Excerpt provided ::
»»
Mr. Speaker, Mr. Shimkus has done so much on energy for so long in the Energy and Commerce Committee and has really brought to the forefront so many innovations and ideas on how we can solve our problems, and also making sure that we do the right thing.
Mr. Speaker, I rise today to express my concern about our national energy and environmental future. I am really worried that Congress may soon consider the cap-and-trade legislation in an attempt to move America toward a clean energy economy and decrease our reliance on foreign oil sources.
That sounds good, doesn't it, and the act in its current form will do that, but it will do much worse, and I cannot support a cap-and-trade program that will unfairly penalize small business, industry and taxpayers across the country.
A lot of my constituents get this. I would like to read a short quote from one of my constituents. The gentleman is from Darien, Illinois, and he says: ``I am writing to ask you to vote ``no'' on any cap-and-trade bill that comes up for a vote this congressional session. Cap-and-trade is a huge tax on every American who flips on a light switch or puts gas in their car. Cap-and-trade would do nothing to affect global climate change, but would harm our economy and lead to job losses and higher taxes for all Americans.''
Many estimates exist on job losses and rising electricity prices under a cap-and-trade program. One recent and very conservative estimate suggests that Illinois would lose 48,000 manufacturing jobs by 2020 and see a $1.47 per kilowatt increase in their utility bills. Illinois is 50 percent reliant on nuclear power followed by coal.
««
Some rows
»»
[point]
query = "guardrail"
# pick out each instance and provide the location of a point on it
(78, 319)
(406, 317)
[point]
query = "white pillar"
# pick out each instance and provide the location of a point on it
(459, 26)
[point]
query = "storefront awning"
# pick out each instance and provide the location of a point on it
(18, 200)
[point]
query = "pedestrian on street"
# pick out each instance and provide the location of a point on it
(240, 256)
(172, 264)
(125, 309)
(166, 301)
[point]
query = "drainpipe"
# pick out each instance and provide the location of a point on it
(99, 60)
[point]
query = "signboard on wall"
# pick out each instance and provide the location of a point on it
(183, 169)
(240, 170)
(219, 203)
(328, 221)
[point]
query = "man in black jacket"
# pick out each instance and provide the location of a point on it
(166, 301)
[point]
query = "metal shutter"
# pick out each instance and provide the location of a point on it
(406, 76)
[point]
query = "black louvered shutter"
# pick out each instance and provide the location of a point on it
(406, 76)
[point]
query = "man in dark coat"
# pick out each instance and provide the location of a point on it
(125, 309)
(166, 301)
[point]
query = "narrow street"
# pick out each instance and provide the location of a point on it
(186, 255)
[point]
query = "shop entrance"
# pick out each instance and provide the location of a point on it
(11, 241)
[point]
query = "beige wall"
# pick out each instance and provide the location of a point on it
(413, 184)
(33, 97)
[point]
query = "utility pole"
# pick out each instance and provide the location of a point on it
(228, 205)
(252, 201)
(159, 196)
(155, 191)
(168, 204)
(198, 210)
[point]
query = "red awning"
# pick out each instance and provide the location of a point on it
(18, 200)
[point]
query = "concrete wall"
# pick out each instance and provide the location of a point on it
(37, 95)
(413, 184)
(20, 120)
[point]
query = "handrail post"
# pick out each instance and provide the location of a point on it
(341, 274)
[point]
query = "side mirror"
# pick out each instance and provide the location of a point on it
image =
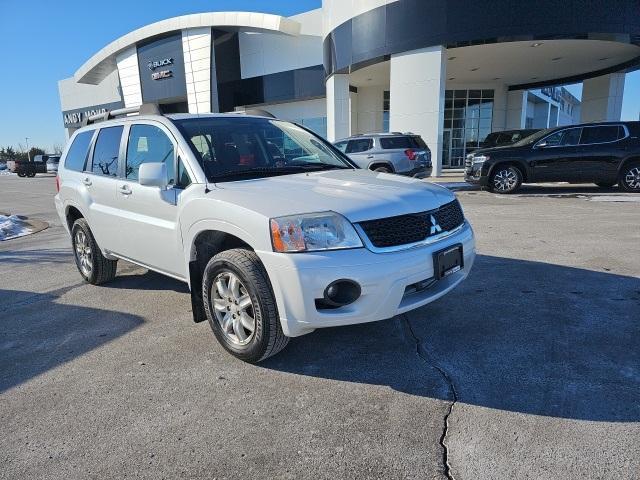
(153, 175)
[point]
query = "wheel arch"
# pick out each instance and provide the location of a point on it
(204, 244)
(72, 213)
(374, 165)
(512, 162)
(626, 161)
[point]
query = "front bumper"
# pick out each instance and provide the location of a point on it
(299, 279)
(473, 175)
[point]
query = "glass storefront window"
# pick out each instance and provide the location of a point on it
(467, 122)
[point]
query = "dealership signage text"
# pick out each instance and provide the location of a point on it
(75, 118)
(162, 73)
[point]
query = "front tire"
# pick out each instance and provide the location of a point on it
(630, 177)
(505, 179)
(92, 265)
(241, 307)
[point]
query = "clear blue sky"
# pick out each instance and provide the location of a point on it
(44, 41)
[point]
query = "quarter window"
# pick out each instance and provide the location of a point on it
(77, 154)
(107, 151)
(342, 146)
(183, 177)
(148, 143)
(603, 134)
(360, 145)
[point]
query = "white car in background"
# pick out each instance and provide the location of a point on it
(276, 232)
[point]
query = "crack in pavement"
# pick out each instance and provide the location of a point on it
(420, 351)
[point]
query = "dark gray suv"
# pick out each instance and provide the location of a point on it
(401, 153)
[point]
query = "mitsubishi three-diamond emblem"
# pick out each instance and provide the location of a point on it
(435, 227)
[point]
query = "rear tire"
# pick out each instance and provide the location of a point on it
(629, 180)
(92, 265)
(240, 306)
(505, 179)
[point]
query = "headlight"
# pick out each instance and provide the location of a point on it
(312, 232)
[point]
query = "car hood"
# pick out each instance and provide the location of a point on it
(357, 194)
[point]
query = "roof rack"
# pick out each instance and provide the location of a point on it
(144, 109)
(258, 112)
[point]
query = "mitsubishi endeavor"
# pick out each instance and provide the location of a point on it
(276, 232)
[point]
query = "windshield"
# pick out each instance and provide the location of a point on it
(532, 138)
(236, 148)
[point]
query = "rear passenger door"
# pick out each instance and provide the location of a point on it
(148, 225)
(556, 158)
(601, 152)
(359, 150)
(100, 180)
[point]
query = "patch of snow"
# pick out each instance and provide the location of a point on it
(13, 226)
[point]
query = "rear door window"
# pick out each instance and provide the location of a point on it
(564, 138)
(603, 134)
(77, 154)
(359, 145)
(107, 151)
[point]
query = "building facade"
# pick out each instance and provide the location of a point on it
(449, 70)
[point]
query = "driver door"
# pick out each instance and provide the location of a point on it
(149, 228)
(556, 158)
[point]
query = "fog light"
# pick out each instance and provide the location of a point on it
(341, 293)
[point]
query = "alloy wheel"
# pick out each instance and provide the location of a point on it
(233, 308)
(632, 178)
(84, 253)
(505, 180)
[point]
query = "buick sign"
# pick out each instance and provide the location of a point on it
(160, 63)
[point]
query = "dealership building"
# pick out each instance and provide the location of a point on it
(450, 70)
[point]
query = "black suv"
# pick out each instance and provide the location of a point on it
(602, 153)
(506, 137)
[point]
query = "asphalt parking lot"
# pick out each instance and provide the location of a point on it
(531, 369)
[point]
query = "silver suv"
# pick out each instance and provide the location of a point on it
(402, 153)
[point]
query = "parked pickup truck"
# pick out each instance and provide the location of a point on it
(29, 168)
(275, 230)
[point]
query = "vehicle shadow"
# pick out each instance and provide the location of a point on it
(38, 333)
(518, 335)
(132, 277)
(565, 190)
(44, 255)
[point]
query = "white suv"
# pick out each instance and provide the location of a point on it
(276, 232)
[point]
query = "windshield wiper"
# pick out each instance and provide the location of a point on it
(268, 171)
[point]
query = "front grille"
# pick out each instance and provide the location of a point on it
(468, 161)
(413, 227)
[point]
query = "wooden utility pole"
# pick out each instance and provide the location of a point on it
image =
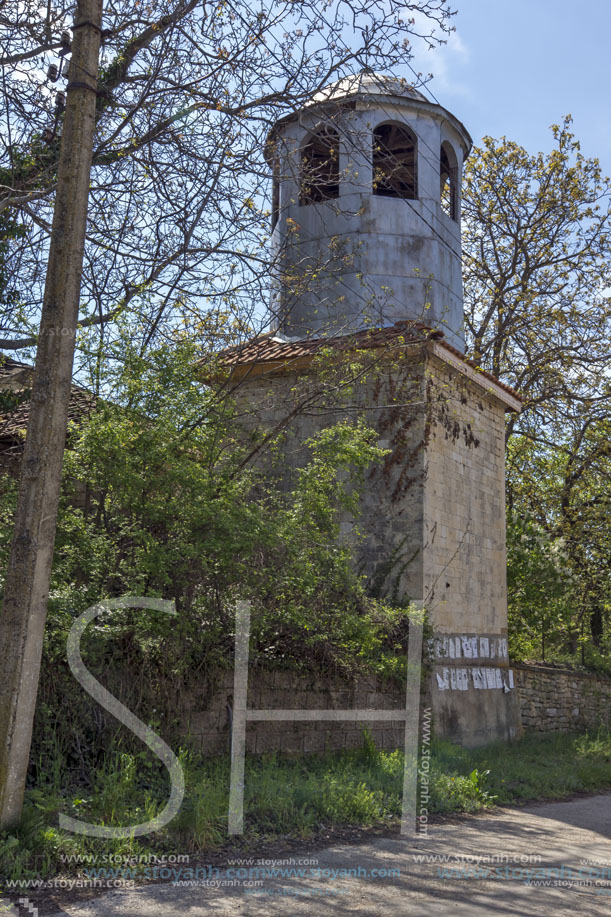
(26, 590)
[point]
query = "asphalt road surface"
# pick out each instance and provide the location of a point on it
(545, 859)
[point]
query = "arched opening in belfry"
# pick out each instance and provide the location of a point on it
(448, 179)
(319, 179)
(395, 161)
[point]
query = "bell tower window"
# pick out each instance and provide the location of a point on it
(319, 180)
(394, 162)
(448, 178)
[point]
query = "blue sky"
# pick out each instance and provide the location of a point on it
(516, 67)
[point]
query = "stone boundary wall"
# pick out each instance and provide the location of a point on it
(206, 721)
(561, 700)
(549, 699)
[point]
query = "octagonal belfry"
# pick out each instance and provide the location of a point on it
(366, 211)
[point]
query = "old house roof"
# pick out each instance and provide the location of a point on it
(269, 353)
(16, 380)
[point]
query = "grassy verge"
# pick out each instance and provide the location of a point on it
(295, 797)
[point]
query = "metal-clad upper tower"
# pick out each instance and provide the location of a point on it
(366, 207)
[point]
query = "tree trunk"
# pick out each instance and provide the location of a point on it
(26, 589)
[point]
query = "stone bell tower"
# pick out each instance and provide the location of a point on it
(367, 183)
(366, 244)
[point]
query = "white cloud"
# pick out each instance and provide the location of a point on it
(446, 62)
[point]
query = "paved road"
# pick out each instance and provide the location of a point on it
(391, 877)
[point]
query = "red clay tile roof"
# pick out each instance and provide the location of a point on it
(268, 349)
(15, 378)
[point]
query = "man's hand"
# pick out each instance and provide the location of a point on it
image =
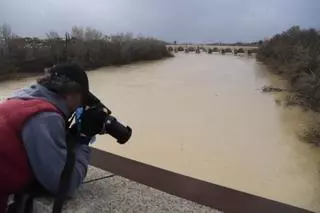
(92, 122)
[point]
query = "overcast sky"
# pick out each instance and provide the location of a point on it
(181, 20)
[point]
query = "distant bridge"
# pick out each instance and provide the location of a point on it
(213, 48)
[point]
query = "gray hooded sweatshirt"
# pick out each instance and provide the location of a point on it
(44, 138)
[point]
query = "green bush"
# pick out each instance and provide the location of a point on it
(88, 47)
(191, 49)
(180, 49)
(215, 49)
(295, 54)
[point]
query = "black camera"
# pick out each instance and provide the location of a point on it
(112, 126)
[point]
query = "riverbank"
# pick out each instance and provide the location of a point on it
(294, 55)
(88, 47)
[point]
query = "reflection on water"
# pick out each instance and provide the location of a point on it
(204, 116)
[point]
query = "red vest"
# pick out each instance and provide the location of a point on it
(15, 171)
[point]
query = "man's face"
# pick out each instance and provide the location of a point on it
(73, 101)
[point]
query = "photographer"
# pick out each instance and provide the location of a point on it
(34, 128)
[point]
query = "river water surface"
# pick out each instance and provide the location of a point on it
(204, 116)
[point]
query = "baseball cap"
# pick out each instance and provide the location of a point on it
(75, 73)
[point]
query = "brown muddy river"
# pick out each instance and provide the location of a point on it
(204, 116)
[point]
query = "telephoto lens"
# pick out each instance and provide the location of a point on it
(117, 130)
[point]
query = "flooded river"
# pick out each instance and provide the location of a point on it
(204, 116)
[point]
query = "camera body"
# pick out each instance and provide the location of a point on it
(112, 126)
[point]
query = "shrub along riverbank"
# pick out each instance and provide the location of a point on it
(295, 55)
(87, 47)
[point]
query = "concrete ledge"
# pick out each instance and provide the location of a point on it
(118, 194)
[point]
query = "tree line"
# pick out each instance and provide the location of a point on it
(86, 46)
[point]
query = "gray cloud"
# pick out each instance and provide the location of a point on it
(182, 20)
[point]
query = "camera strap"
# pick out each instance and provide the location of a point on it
(65, 176)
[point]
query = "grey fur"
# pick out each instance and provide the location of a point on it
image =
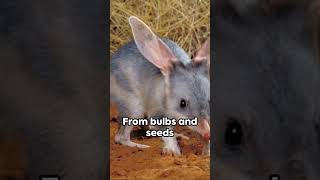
(138, 90)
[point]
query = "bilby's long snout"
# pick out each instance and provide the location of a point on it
(203, 128)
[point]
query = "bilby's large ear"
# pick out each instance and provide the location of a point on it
(203, 54)
(151, 47)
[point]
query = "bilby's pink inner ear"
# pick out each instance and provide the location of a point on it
(203, 54)
(150, 46)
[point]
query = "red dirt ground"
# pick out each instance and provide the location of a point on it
(141, 164)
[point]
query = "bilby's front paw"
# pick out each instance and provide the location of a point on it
(171, 146)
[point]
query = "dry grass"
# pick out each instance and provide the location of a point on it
(183, 21)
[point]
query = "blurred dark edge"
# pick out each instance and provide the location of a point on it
(17, 110)
(108, 85)
(212, 59)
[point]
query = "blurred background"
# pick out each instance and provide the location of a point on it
(183, 21)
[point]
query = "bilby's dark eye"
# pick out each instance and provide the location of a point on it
(183, 103)
(233, 134)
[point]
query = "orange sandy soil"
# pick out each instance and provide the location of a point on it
(140, 164)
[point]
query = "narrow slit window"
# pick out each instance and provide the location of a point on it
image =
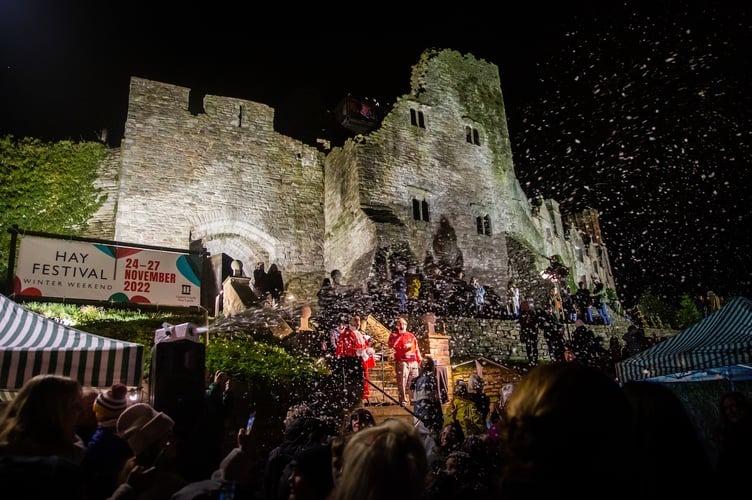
(483, 225)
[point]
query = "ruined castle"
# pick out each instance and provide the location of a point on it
(432, 183)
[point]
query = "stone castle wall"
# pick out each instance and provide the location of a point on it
(211, 172)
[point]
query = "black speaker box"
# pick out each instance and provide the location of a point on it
(177, 380)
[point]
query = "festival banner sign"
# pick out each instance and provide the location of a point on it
(117, 272)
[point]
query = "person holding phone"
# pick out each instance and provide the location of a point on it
(220, 402)
(152, 471)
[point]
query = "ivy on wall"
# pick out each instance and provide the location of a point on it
(47, 187)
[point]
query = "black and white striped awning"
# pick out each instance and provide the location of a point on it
(718, 347)
(31, 344)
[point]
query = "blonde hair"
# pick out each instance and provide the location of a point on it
(564, 423)
(375, 456)
(34, 422)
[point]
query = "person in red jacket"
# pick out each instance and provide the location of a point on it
(352, 343)
(406, 358)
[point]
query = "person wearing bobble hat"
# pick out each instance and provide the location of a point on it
(106, 451)
(152, 470)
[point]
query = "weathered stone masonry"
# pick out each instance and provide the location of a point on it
(224, 180)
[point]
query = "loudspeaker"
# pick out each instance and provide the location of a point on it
(176, 385)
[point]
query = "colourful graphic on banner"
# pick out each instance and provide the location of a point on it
(82, 270)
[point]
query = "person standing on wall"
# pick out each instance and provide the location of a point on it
(353, 345)
(406, 358)
(275, 284)
(479, 297)
(601, 299)
(529, 330)
(259, 281)
(584, 303)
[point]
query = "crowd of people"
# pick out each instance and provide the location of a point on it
(563, 426)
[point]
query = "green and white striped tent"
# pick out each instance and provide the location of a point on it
(718, 347)
(31, 344)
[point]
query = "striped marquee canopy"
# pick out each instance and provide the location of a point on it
(31, 344)
(716, 348)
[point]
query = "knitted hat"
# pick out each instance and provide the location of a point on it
(111, 403)
(142, 426)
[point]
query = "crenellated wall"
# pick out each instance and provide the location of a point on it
(210, 172)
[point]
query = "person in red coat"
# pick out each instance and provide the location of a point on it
(406, 358)
(353, 343)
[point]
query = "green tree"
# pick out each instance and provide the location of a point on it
(687, 315)
(658, 313)
(47, 187)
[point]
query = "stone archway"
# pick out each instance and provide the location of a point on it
(226, 237)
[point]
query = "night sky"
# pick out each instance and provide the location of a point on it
(639, 109)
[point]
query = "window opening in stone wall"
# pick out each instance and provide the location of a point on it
(483, 224)
(416, 118)
(420, 210)
(196, 102)
(471, 135)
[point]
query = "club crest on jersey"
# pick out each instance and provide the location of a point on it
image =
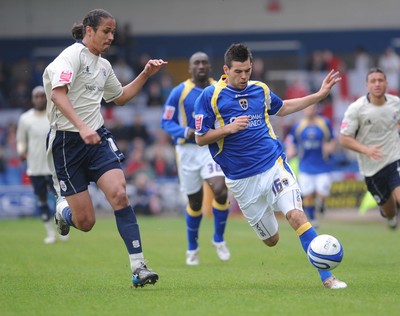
««
Tasks for this exercise ::
**1)** According to the speech, which groups would a cap-and-trade program unfairly penalize? List them all.
**2)** Report every line of the rows that contains the string "wall". Case counts.
These rows have no connection to the speech.

Set of answers ::
**1)**
- Small business
- Industry
- Taxpayers across the country

**2)**
query = "signboard on wall"
query = "beige wall"
query = "concrete wall"
query = "stone boundary wall"
query = "stone castle wall"
query = "ivy on wall"
query = "person standing on wall"
query = "crenellated wall"
query = "window opening in stone wall"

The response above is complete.